Your objective: Please return each line of the items below that contains the word "asked".

Record set:
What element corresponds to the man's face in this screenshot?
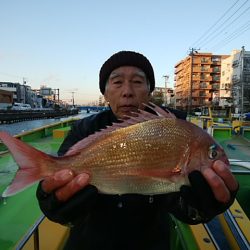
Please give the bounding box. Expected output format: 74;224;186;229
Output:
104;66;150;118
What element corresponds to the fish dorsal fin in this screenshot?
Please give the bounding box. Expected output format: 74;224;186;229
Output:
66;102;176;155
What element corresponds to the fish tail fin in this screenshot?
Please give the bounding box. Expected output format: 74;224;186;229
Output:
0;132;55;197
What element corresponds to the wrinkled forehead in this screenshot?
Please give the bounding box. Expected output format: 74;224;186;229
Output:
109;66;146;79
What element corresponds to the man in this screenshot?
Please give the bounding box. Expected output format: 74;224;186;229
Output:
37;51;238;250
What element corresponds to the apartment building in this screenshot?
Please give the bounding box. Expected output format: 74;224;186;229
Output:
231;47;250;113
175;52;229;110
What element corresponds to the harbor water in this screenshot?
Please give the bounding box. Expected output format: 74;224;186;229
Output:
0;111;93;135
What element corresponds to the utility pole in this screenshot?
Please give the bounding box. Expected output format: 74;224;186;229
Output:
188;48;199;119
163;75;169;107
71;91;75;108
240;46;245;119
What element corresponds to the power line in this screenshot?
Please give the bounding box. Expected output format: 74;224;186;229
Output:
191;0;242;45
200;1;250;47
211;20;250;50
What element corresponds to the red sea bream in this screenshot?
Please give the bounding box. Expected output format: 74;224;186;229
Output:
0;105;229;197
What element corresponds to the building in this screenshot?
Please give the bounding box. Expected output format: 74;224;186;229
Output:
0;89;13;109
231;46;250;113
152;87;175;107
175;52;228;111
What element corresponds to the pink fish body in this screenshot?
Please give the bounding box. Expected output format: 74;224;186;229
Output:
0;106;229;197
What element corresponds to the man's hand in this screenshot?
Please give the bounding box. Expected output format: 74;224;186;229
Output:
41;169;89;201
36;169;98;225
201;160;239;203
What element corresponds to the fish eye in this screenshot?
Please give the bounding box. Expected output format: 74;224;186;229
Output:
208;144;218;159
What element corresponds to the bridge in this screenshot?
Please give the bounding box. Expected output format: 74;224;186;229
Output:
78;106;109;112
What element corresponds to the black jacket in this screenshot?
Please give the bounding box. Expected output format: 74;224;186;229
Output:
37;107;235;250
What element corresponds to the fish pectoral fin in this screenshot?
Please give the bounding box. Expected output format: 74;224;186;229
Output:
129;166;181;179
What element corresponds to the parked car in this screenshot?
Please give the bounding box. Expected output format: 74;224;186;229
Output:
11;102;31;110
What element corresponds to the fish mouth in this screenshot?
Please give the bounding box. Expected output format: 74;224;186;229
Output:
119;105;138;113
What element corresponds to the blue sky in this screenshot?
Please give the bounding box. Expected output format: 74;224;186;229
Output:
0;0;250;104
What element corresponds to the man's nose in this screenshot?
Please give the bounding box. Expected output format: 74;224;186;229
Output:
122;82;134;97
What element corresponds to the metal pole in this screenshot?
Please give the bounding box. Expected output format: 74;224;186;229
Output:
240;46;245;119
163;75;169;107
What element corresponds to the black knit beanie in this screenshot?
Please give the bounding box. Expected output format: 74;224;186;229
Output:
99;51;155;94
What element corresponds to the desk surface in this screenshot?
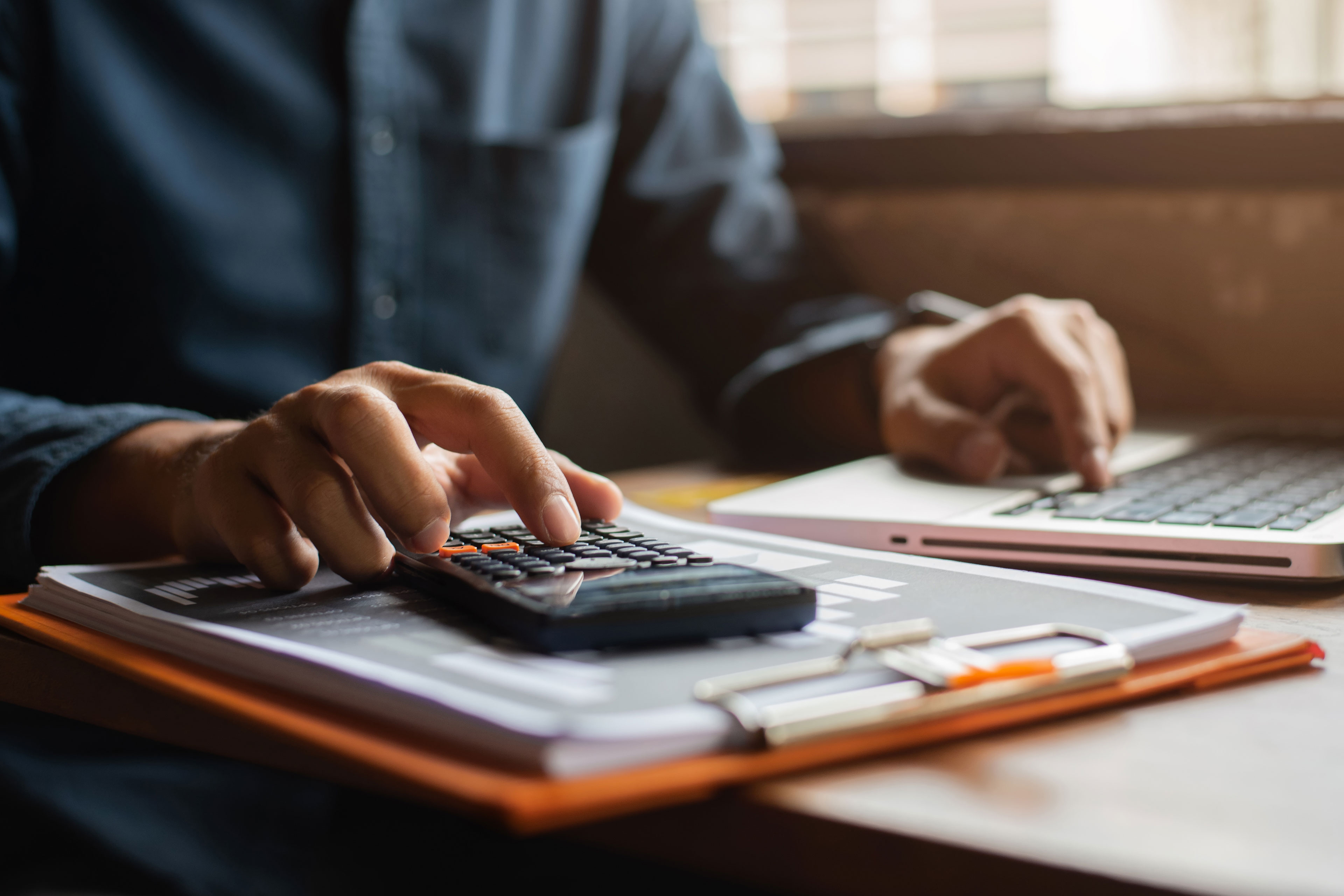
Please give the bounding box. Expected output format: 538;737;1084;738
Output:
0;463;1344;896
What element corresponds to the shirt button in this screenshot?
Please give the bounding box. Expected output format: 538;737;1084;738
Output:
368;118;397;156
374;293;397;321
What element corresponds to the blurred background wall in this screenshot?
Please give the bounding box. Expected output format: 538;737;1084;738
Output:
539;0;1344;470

...

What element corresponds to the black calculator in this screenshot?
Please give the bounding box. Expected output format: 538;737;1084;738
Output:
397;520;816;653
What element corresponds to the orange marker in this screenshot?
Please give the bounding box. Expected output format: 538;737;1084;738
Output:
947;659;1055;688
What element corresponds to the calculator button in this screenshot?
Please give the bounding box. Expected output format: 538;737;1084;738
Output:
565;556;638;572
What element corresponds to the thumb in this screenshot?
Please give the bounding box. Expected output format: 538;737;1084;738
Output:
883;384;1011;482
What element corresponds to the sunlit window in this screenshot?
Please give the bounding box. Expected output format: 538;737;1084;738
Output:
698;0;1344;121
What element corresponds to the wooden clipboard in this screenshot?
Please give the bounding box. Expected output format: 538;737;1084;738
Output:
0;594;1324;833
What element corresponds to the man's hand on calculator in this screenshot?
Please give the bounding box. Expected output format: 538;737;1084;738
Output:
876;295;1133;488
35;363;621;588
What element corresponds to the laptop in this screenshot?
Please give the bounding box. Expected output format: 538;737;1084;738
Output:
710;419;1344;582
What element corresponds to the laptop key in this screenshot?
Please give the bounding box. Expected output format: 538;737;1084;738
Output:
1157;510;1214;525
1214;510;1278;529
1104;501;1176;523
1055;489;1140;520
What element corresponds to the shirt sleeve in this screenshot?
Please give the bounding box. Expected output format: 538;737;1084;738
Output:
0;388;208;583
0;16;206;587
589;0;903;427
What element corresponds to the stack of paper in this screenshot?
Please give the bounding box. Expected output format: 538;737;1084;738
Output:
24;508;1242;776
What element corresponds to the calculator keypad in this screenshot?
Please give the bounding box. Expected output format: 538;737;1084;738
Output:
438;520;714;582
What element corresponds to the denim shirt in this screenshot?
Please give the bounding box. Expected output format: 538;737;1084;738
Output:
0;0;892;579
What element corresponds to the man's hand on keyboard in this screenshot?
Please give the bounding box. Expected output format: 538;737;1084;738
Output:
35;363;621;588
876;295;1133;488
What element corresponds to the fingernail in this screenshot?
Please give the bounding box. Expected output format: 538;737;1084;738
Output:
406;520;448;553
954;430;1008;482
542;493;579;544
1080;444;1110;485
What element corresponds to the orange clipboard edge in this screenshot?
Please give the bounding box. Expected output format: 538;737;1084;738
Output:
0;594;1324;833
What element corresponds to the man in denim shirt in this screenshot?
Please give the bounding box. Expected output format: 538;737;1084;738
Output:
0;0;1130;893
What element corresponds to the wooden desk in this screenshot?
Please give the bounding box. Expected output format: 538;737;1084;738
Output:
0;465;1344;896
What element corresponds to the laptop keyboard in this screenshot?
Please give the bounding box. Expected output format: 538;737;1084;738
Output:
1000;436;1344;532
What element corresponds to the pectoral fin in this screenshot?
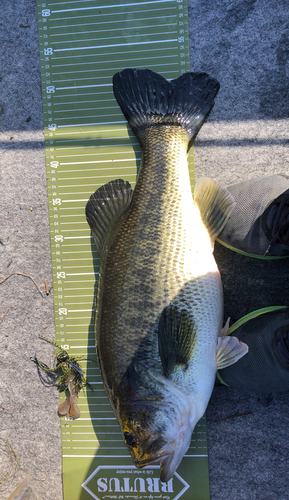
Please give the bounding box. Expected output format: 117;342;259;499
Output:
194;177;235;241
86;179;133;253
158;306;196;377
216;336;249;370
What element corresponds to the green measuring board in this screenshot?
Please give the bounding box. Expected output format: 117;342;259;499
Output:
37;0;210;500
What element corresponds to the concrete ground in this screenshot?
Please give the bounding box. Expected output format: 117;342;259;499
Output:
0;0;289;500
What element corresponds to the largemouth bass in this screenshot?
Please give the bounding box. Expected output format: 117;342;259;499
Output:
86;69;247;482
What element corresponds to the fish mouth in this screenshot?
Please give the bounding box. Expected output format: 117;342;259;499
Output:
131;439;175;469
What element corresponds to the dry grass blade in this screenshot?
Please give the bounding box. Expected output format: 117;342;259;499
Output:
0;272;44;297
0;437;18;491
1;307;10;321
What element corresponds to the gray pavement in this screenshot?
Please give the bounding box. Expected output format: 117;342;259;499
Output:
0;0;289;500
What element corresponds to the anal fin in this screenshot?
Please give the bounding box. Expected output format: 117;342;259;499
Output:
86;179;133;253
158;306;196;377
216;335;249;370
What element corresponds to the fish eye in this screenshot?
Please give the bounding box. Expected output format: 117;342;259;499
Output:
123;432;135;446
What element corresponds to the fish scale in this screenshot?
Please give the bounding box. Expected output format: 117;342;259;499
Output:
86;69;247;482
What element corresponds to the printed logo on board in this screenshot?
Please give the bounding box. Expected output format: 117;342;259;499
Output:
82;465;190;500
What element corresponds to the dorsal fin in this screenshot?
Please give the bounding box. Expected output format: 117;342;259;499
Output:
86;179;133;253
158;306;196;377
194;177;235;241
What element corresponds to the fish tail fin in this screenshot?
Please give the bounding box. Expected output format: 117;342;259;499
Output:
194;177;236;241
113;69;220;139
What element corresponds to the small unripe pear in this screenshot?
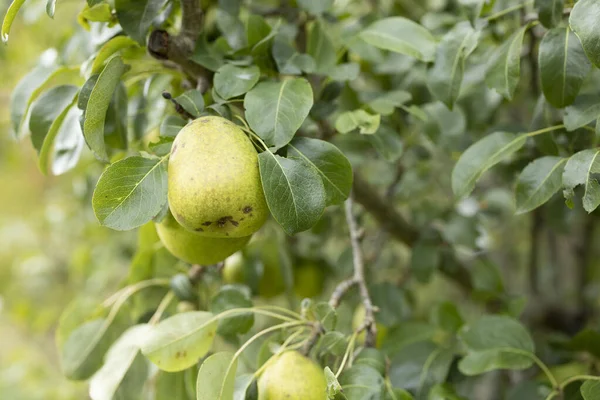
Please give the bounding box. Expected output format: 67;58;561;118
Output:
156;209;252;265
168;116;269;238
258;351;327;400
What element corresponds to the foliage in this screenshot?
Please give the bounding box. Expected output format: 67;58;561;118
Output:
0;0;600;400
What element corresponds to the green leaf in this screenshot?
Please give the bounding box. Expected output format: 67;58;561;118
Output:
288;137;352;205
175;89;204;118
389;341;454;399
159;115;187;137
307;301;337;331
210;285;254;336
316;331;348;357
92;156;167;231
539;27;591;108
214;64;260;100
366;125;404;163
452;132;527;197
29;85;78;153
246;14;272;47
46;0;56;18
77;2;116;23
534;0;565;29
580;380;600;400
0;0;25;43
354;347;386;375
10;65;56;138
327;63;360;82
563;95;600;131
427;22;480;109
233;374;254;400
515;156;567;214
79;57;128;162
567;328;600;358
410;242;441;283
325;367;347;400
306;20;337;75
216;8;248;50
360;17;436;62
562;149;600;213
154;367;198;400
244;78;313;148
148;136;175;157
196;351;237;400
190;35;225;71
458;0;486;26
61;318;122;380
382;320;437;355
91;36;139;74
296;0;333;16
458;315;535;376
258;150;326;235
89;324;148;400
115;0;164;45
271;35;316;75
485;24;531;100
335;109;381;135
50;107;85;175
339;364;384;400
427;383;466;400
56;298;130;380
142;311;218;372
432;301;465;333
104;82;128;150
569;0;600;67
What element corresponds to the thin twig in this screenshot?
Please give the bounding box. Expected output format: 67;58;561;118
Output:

---

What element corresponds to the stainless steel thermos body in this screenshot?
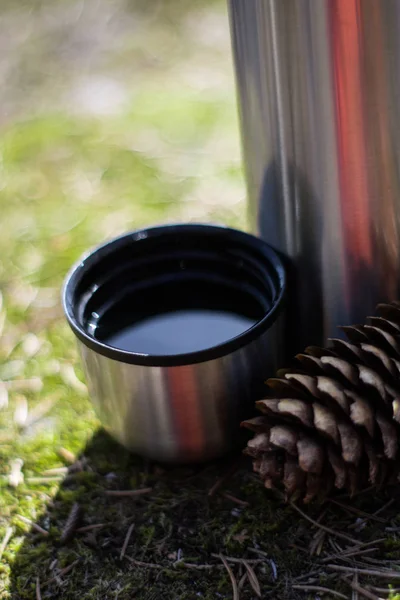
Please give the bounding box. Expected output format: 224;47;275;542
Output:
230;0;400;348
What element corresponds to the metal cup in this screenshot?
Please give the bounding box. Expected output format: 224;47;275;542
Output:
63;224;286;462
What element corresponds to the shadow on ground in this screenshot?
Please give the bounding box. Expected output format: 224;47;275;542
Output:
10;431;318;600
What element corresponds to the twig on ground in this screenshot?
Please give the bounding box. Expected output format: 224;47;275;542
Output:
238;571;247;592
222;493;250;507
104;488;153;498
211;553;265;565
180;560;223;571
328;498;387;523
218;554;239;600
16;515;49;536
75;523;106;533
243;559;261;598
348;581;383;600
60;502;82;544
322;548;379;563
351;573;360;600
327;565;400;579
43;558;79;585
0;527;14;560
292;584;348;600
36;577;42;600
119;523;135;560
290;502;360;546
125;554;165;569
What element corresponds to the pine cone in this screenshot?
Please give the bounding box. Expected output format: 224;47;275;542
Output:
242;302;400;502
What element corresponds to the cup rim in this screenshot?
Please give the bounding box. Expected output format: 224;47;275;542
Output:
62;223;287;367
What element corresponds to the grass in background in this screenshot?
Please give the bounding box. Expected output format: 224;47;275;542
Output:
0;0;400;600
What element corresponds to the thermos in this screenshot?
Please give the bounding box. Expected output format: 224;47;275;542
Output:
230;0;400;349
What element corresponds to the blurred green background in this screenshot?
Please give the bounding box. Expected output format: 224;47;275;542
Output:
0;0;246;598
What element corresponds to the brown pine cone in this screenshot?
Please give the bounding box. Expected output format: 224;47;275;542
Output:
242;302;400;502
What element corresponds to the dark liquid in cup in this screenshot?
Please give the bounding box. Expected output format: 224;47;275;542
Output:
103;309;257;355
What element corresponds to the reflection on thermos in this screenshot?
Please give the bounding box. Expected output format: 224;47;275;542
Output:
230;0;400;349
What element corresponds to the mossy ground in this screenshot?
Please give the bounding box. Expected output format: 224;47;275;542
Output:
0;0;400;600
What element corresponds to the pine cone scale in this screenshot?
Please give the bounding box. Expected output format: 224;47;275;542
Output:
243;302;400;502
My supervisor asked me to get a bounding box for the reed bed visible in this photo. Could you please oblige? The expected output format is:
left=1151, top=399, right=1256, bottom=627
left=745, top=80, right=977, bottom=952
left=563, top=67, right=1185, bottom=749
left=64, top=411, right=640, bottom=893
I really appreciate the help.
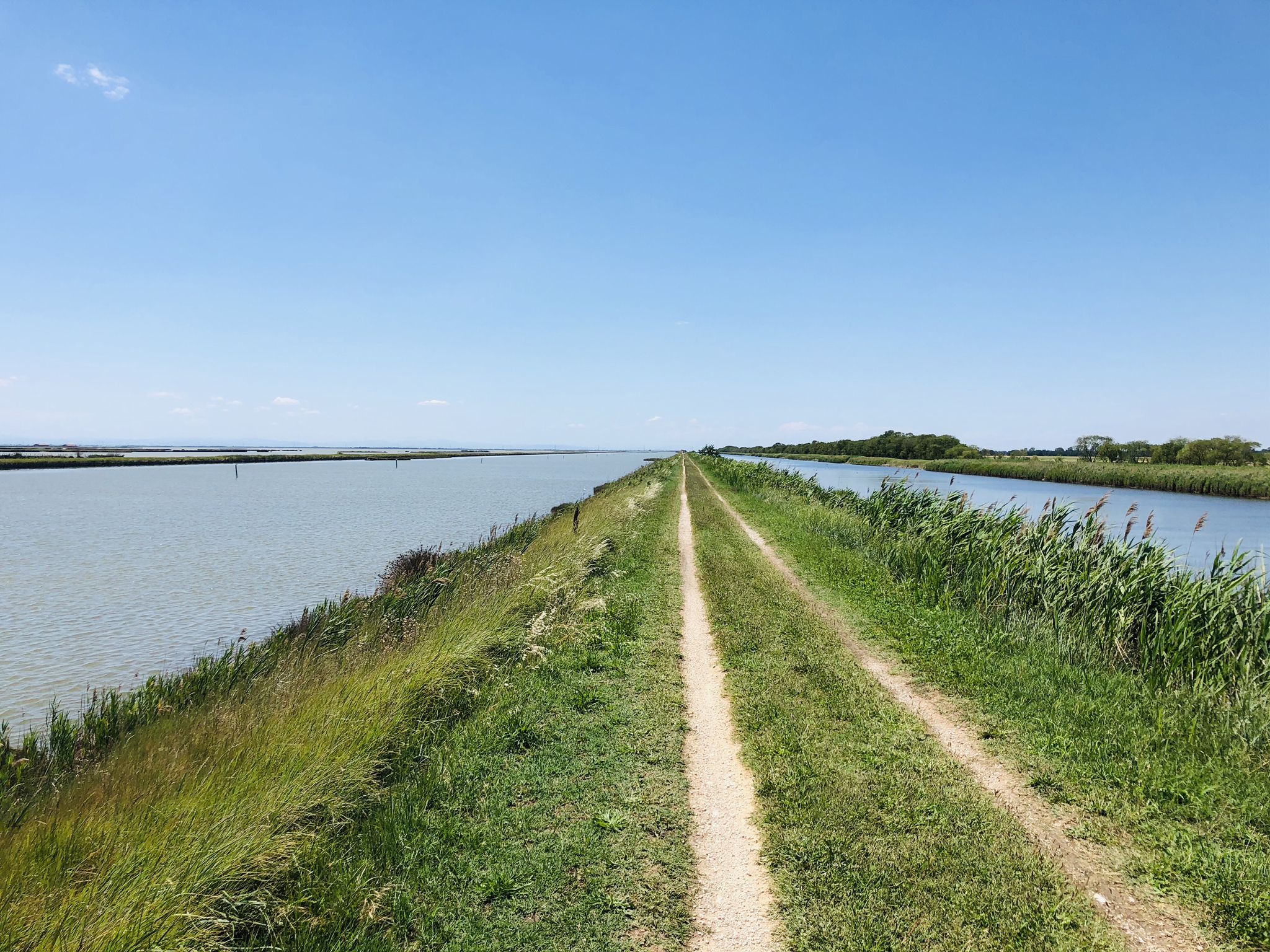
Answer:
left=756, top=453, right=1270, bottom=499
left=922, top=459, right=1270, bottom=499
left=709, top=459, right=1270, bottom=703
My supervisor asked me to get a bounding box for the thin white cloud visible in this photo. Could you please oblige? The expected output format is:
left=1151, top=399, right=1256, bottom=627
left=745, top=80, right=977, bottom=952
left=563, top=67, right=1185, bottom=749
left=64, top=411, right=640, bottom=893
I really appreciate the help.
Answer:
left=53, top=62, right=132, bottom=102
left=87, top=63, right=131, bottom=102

Finished exercise:
My supervisor asked me to get a bounding box for the reed bed visible in this photo. Could you please oblige? The expected output format is:
My supervisor asked me to get a bounding box for the thin white cloud visible in this photo. Could you please oblige? The expected output format is:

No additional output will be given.